— Input for this task —
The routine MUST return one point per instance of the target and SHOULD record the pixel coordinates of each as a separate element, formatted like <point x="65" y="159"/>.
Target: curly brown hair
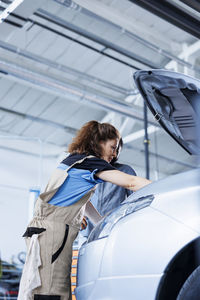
<point x="89" y="136"/>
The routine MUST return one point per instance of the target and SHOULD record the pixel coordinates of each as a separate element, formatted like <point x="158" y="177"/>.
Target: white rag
<point x="30" y="276"/>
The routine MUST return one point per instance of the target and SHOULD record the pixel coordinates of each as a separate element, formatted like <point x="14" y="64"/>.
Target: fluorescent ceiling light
<point x="5" y="13"/>
<point x="139" y="134"/>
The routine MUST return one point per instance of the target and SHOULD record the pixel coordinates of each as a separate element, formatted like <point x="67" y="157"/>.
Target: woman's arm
<point x="131" y="182"/>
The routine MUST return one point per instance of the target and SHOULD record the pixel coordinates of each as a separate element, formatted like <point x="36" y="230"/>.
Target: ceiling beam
<point x="68" y="129"/>
<point x="172" y="14"/>
<point x="64" y="89"/>
<point x="97" y="39"/>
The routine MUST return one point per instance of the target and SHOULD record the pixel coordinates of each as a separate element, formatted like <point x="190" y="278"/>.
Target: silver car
<point x="149" y="247"/>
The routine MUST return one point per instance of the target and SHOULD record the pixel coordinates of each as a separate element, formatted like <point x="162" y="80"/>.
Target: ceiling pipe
<point x="135" y="37"/>
<point x="68" y="129"/>
<point x="65" y="69"/>
<point x="105" y="43"/>
<point x="64" y="89"/>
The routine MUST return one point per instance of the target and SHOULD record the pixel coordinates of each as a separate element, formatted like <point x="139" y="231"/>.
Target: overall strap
<point x="79" y="162"/>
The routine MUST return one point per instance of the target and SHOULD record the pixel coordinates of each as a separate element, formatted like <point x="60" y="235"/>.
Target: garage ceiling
<point x="63" y="63"/>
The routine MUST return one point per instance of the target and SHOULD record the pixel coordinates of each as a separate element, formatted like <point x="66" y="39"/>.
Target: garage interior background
<point x="63" y="63"/>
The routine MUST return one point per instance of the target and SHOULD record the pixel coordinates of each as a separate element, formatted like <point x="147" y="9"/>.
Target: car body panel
<point x="134" y="258"/>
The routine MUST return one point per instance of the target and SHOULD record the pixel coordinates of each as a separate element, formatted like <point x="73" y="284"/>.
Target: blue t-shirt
<point x="81" y="178"/>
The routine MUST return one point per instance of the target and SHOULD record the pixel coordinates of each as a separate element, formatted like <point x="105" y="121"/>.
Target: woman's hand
<point x="84" y="223"/>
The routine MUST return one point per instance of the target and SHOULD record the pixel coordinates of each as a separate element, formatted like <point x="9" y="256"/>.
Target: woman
<point x="59" y="210"/>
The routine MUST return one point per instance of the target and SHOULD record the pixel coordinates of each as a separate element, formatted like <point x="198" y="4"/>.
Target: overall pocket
<point x="57" y="253"/>
<point x="33" y="230"/>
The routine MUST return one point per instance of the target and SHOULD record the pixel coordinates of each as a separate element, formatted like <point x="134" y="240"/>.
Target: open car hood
<point x="174" y="100"/>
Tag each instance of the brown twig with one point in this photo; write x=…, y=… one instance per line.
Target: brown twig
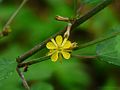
x=34, y=61
x=76, y=23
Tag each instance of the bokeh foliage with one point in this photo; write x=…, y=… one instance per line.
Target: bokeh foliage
x=35, y=23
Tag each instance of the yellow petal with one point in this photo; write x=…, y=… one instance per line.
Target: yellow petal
x=50, y=45
x=51, y=52
x=66, y=55
x=67, y=45
x=59, y=40
x=54, y=57
x=54, y=42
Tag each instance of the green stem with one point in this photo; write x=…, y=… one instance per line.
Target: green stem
x=34, y=61
x=97, y=40
x=23, y=79
x=7, y=25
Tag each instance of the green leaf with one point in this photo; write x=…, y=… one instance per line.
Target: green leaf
x=7, y=67
x=109, y=50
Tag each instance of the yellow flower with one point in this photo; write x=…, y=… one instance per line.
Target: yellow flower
x=59, y=47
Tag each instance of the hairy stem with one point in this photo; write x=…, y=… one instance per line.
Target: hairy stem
x=97, y=40
x=37, y=60
x=23, y=79
x=5, y=30
x=75, y=24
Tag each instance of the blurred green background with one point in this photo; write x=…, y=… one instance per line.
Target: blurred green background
x=35, y=23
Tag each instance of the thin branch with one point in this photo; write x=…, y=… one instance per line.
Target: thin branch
x=34, y=61
x=90, y=13
x=23, y=79
x=6, y=28
x=76, y=23
x=84, y=57
x=97, y=40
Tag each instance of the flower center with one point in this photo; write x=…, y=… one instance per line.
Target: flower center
x=59, y=48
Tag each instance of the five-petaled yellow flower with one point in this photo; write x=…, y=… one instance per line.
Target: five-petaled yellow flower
x=59, y=47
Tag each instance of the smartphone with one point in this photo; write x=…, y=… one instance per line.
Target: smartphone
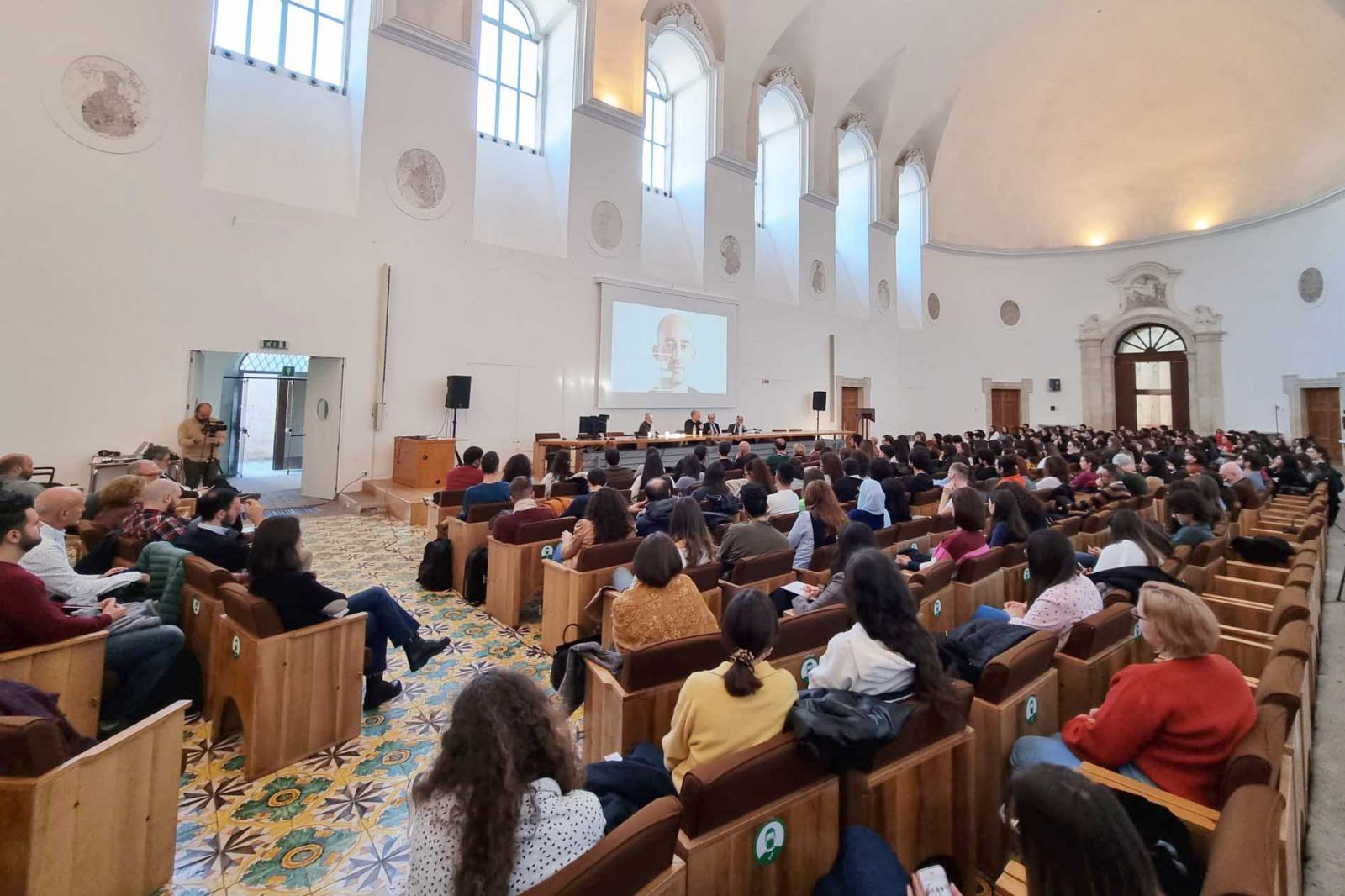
x=934, y=880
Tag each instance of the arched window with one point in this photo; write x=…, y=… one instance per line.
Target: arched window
x=1150, y=338
x=306, y=38
x=657, y=167
x=262, y=362
x=509, y=82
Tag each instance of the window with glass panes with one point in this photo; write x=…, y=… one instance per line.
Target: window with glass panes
x=657, y=168
x=508, y=87
x=304, y=38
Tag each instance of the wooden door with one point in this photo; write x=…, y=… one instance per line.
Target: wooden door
x=1005, y=409
x=851, y=408
x=1322, y=414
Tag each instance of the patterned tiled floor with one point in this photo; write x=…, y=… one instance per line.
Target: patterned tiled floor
x=336, y=822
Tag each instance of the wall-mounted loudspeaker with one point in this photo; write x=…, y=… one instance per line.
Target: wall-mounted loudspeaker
x=459, y=393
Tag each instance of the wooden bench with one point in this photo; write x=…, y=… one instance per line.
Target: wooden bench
x=71, y=669
x=101, y=822
x=293, y=692
x=514, y=569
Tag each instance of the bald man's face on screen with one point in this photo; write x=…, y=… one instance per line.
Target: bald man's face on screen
x=674, y=351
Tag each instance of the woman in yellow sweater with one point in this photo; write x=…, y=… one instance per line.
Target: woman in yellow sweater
x=740, y=703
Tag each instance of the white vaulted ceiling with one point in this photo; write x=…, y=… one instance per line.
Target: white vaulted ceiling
x=1060, y=123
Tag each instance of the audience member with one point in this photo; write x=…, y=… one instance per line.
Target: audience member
x=1059, y=593
x=276, y=573
x=17, y=477
x=1006, y=522
x=885, y=651
x=212, y=535
x=1075, y=837
x=466, y=474
x=155, y=517
x=501, y=808
x=607, y=519
x=29, y=619
x=783, y=499
x=504, y=528
x=657, y=508
x=661, y=603
x=491, y=490
x=854, y=537
x=872, y=508
x=817, y=525
x=1172, y=724
x=690, y=535
x=740, y=703
x=57, y=510
x=755, y=537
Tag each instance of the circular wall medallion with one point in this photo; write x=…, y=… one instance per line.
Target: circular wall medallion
x=731, y=259
x=605, y=228
x=818, y=277
x=1311, y=284
x=101, y=98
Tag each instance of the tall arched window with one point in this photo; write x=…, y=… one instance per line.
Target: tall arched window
x=912, y=222
x=509, y=82
x=657, y=166
x=306, y=38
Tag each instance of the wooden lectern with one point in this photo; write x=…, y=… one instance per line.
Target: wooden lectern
x=423, y=463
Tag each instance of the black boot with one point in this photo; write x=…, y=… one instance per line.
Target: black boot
x=420, y=650
x=378, y=692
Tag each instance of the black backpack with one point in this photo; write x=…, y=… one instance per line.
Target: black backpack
x=474, y=576
x=436, y=572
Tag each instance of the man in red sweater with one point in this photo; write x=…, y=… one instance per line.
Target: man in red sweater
x=29, y=618
x=525, y=510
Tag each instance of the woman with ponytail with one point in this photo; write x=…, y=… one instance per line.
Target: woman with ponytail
x=740, y=703
x=501, y=810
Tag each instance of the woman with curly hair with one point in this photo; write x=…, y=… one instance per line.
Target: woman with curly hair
x=501, y=809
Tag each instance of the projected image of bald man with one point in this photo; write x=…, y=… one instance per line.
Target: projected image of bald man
x=674, y=350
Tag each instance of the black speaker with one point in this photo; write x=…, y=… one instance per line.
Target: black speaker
x=459, y=393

— Exercise —
Repeat exactly, and only, the lines from the one containing "Tag each instance of the woman with curly" through the end of the material.

— Answer to this exercise —
Tag each instance of the woman with curly hair with one point in this photo; write x=…, y=… one instance per line.
Target: woman with curly hair
x=501, y=809
Tag each instance of the projected image of bald man with one point in this photo; write x=…, y=… one instance per line.
Target: projected image of bald man
x=674, y=350
Tag each instance of the black speaker with one point in this photo; write x=…, y=… one instance per line.
Target: black speaker
x=459, y=393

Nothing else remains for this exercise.